Will you quote all of the entries, word for word?

→ EXTRACTED DATA:
══════════

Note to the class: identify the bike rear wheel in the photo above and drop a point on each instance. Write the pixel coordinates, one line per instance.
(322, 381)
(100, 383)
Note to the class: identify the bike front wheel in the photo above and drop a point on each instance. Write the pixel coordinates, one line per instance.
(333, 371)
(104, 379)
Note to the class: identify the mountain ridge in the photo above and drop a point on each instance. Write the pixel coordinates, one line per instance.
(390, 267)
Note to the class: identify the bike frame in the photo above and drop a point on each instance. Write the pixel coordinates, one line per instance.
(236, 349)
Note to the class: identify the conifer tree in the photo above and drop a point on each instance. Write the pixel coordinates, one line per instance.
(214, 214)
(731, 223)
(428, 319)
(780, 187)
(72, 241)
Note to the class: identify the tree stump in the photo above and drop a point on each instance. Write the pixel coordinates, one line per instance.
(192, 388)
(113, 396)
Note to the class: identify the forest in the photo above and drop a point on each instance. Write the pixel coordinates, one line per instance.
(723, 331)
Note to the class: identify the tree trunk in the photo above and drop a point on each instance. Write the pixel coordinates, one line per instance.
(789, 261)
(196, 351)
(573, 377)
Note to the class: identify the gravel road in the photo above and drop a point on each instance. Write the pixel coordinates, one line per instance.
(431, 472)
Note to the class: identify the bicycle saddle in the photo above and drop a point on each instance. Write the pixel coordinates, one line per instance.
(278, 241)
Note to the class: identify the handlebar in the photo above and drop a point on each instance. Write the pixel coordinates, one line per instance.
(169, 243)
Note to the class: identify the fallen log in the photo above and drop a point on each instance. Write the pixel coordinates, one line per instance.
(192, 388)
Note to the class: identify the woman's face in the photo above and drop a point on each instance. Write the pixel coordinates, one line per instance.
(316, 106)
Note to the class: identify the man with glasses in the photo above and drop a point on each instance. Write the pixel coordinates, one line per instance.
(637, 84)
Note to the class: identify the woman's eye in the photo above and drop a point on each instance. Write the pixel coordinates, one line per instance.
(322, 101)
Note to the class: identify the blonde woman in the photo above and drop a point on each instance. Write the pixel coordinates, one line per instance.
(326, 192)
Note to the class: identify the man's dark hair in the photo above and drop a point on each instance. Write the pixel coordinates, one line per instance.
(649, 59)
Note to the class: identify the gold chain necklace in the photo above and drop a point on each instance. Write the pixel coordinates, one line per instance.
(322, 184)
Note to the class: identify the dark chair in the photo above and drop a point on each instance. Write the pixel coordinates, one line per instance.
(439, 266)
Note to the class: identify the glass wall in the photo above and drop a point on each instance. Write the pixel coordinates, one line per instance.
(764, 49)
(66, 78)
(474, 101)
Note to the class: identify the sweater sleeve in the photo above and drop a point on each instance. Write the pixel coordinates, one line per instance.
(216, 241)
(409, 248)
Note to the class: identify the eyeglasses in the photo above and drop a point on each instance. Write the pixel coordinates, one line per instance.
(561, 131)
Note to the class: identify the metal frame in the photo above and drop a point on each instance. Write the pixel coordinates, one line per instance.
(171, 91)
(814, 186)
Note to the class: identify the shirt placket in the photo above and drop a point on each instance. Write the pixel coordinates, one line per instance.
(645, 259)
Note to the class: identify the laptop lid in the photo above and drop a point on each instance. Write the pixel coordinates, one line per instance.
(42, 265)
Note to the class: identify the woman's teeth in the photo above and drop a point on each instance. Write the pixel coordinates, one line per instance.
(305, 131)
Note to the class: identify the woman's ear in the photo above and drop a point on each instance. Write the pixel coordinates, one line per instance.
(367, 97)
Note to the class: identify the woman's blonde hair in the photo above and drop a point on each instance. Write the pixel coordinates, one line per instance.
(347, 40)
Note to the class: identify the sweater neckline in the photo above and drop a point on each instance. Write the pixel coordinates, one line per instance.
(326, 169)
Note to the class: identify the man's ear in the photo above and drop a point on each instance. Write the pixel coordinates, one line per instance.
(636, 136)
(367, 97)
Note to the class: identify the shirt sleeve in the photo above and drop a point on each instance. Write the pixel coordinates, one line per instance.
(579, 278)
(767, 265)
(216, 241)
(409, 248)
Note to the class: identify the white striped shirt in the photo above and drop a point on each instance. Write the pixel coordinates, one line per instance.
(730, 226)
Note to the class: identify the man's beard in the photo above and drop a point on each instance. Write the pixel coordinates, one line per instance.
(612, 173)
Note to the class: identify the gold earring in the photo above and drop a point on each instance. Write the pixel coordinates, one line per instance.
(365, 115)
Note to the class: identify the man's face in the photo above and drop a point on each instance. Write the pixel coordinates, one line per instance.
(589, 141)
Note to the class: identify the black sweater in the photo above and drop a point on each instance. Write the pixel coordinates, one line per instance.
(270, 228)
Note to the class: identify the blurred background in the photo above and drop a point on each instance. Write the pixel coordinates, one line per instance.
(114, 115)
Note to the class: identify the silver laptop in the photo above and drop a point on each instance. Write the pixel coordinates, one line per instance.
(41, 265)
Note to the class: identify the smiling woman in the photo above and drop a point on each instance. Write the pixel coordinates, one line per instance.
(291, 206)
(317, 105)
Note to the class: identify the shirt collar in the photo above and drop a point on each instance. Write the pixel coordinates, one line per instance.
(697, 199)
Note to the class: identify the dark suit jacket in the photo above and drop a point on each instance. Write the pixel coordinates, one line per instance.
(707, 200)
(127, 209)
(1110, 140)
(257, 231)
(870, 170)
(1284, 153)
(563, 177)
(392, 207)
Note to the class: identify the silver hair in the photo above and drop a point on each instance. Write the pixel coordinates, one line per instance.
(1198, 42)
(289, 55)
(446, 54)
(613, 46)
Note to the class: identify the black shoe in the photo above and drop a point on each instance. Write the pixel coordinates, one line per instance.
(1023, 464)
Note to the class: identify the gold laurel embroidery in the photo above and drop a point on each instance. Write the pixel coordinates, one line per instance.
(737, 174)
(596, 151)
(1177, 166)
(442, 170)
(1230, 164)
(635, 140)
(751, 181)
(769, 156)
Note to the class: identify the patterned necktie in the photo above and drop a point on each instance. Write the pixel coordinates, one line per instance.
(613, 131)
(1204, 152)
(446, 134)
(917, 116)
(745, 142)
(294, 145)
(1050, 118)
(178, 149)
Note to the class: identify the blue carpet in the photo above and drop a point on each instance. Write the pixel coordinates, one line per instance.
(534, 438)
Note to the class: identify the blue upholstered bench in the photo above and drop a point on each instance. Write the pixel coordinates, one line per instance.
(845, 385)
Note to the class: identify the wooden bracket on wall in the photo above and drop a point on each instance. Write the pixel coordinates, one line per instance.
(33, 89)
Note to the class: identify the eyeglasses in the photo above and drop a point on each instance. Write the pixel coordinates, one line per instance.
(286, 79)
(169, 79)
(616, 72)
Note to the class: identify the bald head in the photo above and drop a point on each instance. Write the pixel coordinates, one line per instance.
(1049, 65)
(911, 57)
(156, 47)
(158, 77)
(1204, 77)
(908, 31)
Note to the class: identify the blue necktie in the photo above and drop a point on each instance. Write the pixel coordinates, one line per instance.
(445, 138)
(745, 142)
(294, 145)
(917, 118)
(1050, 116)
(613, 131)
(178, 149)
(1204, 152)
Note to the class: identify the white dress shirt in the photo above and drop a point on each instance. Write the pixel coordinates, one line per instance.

══════════

→ ANSWER TO THE TASK:
Note to the class: identify the bike rear wheel in the photo above and drop a point on each instance. Write the pixel coordinates, one line per instance.
(322, 381)
(100, 383)
Note to the class: identify the bike front wheel in the photo above and drop a point on each instance. Write the pixel coordinates, one line per instance.
(333, 371)
(104, 379)
Note to the class: identify the mountain ridge in the photo above and drop a point on each instance. Write the pixel coordinates, one line per instance.
(390, 267)
Note to the class: identify the bike frame in the photo above and drop a point on each instance. Write the pixel coordinates, one line per instance.
(236, 349)
Note to the class: identify the conifer tree in the photo above and drop a point on each instance. Write the pixel coordinates, one line per instance.
(214, 214)
(731, 223)
(428, 319)
(780, 187)
(72, 241)
Note to the class: identify the tree stump in the photo above and drop a point on each instance. Write the pixel coordinates, one line per instance.
(192, 388)
(113, 396)
Note to the class: identify the forest in the photo above and drop a point on each instance. Write the pixel coordinates, one line per instance.
(723, 331)
Note to the class: identify the tree trunk in the photo above and drop a point on each instance. Write the pixel coordinates, one line per instance.
(789, 261)
(196, 351)
(573, 377)
Note to the class: identify the gravel road in the photo above and drop a point on each instance. Write the pixel coordinates, one line per instance.
(431, 472)
Note to the class: identify the bicycle saddle in the photo above and drop a point on each instance. Write the pixel coordinates, one line per instance.
(278, 241)
Note to the class: identify the handlebar in the photo above and drop a point on each instance. Write the pixel coordinates, one line per instance.
(169, 243)
Note to the class: identify the fallen log in the photo above and drop a point on each instance. Write the pixel coordinates, one line per instance.
(192, 388)
Note to the class: identify the woman's face in the photo above and drop a point on each instance. Write the pixel coordinates, one line per instance.
(316, 106)
Note to the class: identify the man with glasses in the photo above and drop a point on each instance. Write the pixel coordinates, one line per instance.
(637, 84)
Note to the class: identify the woman's eye in the photo above and drop a point on each instance. Write the pixel coordinates, one line per instance.
(322, 101)
Note to the class: identify the blonde woman in the photo above and drop a point on each instance. Write the pixel coordinates, one line per instance.
(326, 192)
Note to the class: identify the man's dark hair in the photo above and drop a point on each instance. Write the pixel coordinates, one line per instance.
(649, 59)
Note to the class: identify the gold chain necklace in the photo above and drop a point on each instance. Write the pixel coordinates, one line per instance.
(322, 184)
Note to the class: identify the dark chair in the photo above and drop a point on each instance. Write the pixel coordinates, one line per instance.
(439, 266)
Note to the class: identify the glass wall in the photo above and drop a point on each instance. Write the pixel coordinates, one line per instance.
(764, 49)
(66, 78)
(474, 101)
Note to the class: identify the sweater sleeve in the photo above and drop a point on each instance. Write the pixel coordinates, one line per instance.
(216, 241)
(409, 248)
Note to the class: identify the eyeglasses in the photo above and drop a point on each instance. Write the pixel coordinates, one line per instance.
(561, 131)
Note to the class: identify the metal frame in the photo above and drop a point on each instance. Write the pixel coordinates, one line per instance.
(171, 91)
(814, 186)
Note to the class: identify the shirt placket in the photo above and drop a point on each instance. Write the pixel coordinates, one line per instance.
(645, 259)
Note to the class: identify the laptop lid in the photo above and drop a point on each instance. Write the pixel coordinates, one line per instance.
(42, 265)
Note to the class: identify the woman's teeth in the photo above and drop a point on each instance. Write the pixel coordinates, one line per instance.
(305, 131)
Note to the class: identify the woman's ear in the photo above and drop a point on each instance. Write the pixel coordinates, one line per instance.
(367, 97)
Note to the class: identify the woman's blonde hair in the photo above and drop a point on each instance. Write the pixel coordinates, one line per instance.
(347, 40)
Note to the class: identify the sweater neckline in the photo above and drop a point on each instance. Write the pixel coordinates, one line per instance.
(326, 169)
Note to the class: identify the man's ear in the photo above and drop a point on each instance. Write the pixel coordinates, one line per instance.
(636, 136)
(367, 97)
Note to the class: identify the shirt sleeve in the photo above and drop a point on each instance. Write the pixel coordinates, one line per instance.
(579, 278)
(767, 265)
(216, 241)
(409, 248)
Note to the class: identify the white striped shirt in the photo above and drop a point on each instance. Write the pixel coordinates, one line per instance.
(730, 226)
Note to the class: identify the man's beard in the photo above and drop a point on each instance. Write the pixel coordinates, one line per instance.
(612, 173)
Note to the class: identify the gold earring in the photo above and drop a point on each instance. Write the pixel coordinates, one line per instance.
(365, 115)
Note to the class: identify the man's face in the photo above and drop a point on each instance. Write the pixel coordinates, one line per instance.
(589, 141)
Note to the class: identify the black sweater in the photo above and drop a point on each instance. Write the pixel coordinates, one line per instance.
(270, 228)
Note to the class: identify the blurred background in the photo above and drop a point on each instance. Write the pixel coordinates, one line per instance.
(114, 115)
Note to the class: identify the silver laptop in the photo above and drop a point on each instance. Write the pixel coordinates, one line per instance.
(41, 265)
Note to the class: identify the smiling woman in the photo above and drop a point on each instance. Write the pixel coordinates, one line per instance.
(291, 206)
(317, 105)
Note to the class: identify the shirt collar in the photo above and drop a point on each instance. Write the pixel coordinates, one line per instance.
(697, 199)
Note to the class: identify the dark suit jacket in the photo above and drop a point on each instance. Write the pixel coordinates, one line per instance.
(707, 200)
(127, 209)
(1110, 140)
(257, 231)
(870, 170)
(1284, 153)
(563, 177)
(392, 207)
Note to the class: identify the silver hair in the photo above and drop a point on each instance. Write the pixel coordinates, one line per instance.
(1198, 42)
(289, 55)
(446, 54)
(613, 46)
Note to the class: identify the black shoe in the photo above and drop a point on each instance. Write the pixel coordinates, one line per instance.
(1023, 464)
Note to the class: identify the gold laurel embroidery in the photo above and drop a point on each instance. Write the pixel coordinates, one line per instance.
(737, 174)
(596, 151)
(1177, 166)
(442, 170)
(1230, 164)
(635, 140)
(751, 181)
(769, 156)
Note to the class: identify the patterned necktie in the photo above and drop a point on each instance. Write the pixel coordinates, one line per instance.
(613, 131)
(1204, 152)
(446, 134)
(917, 116)
(745, 142)
(294, 145)
(1050, 118)
(178, 149)
Note to the class: identify the blue carpet in the photo above and drop a point on each instance. Write the pixel coordinates, one line per instance.
(534, 438)
Note to the class: identify the blue upholstered bench in the photo above and drop a point on each instance. Write the pixel coordinates, one line per instance.
(845, 385)
Note to the class: identify the wooden bracket on wall in the photo above and drop a point on each instance. Write the pixel coordinates, one line per instance.
(33, 89)
Note to the class: identify the eyeglasses in the photo above and drop a point on each instance. Write the pixel coordinates, one line per instance.
(286, 79)
(169, 79)
(616, 72)
Note to the class: identify the bald head in the photo above and drop a point on each instance. Write the pixel coordinates, one line per instance.
(1049, 65)
(911, 57)
(156, 47)
(158, 77)
(1204, 77)
(908, 31)
Note to the class: identify the blue necktie in the photo above and drop a point on each instance. Write the pixel coordinates, one line per instance.
(445, 138)
(745, 142)
(294, 145)
(917, 118)
(1050, 116)
(613, 131)
(178, 149)
(1204, 152)
Note to the class: identify the white dress shirt in the photo above and drop a point on each instance. Write the pixel coordinates, one line per instance.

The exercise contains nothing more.